Problem to solve — The data must be returned in full and exactly as given.

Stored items
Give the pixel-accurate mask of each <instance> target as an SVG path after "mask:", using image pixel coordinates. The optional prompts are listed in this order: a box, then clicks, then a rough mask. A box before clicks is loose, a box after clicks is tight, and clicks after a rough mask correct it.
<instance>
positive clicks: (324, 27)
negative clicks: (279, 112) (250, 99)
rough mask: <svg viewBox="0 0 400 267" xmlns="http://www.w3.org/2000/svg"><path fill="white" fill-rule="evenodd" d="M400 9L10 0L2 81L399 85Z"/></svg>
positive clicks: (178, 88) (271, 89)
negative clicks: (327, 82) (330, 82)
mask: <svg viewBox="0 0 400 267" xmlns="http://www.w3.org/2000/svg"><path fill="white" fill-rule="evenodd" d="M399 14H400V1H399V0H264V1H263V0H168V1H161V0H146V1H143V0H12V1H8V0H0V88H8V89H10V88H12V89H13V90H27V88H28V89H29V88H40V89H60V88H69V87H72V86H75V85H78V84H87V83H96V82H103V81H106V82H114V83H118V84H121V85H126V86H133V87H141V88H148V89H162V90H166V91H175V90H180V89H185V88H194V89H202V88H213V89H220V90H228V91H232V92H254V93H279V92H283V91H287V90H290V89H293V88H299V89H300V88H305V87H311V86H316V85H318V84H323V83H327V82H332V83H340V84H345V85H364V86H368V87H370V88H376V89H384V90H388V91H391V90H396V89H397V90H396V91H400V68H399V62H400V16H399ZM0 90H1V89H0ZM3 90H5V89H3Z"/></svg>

Answer below —
Give the pixel-accurate mask of each <instance> target as an SVG path after "mask:", using image pixel coordinates. The optional prompts are listed in this order: a box, then clicks, then a rough mask. A box before clicks is loose, a box after clicks is tight, and clicks after a rough mask correct it.
<instance>
positive clicks: (324, 27)
negative clicks: (279, 112) (250, 99)
rough mask: <svg viewBox="0 0 400 267" xmlns="http://www.w3.org/2000/svg"><path fill="white" fill-rule="evenodd" d="M400 9L10 0L2 81L399 85Z"/></svg>
positive clicks: (178, 88) (271, 89)
negative clicks: (327, 82) (330, 82)
mask: <svg viewBox="0 0 400 267" xmlns="http://www.w3.org/2000/svg"><path fill="white" fill-rule="evenodd" d="M399 14H400V1H399V0H264V1H263V0H168V1H161V0H146V1H143V0H12V1H8V0H0V88H8V89H10V88H12V89H13V90H27V88H28V89H29V88H40V89H60V88H69V87H72V86H75V85H78V84H87V83H96V82H103V81H106V82H114V83H118V84H121V85H126V86H133V87H141V88H148V89H162V90H166V91H175V90H180V89H185V88H194V89H202V88H213V89H220V90H228V91H232V92H254V93H279V92H283V91H287V90H290V89H293V88H299V89H300V88H305V87H311V86H316V85H318V84H323V83H327V82H332V83H340V84H345V85H364V86H368V87H370V88H376V89H384V90H388V91H391V90H396V89H397V90H396V91H400V68H399V62H400V16H399ZM0 90H1V89H0ZM3 90H5V89H3Z"/></svg>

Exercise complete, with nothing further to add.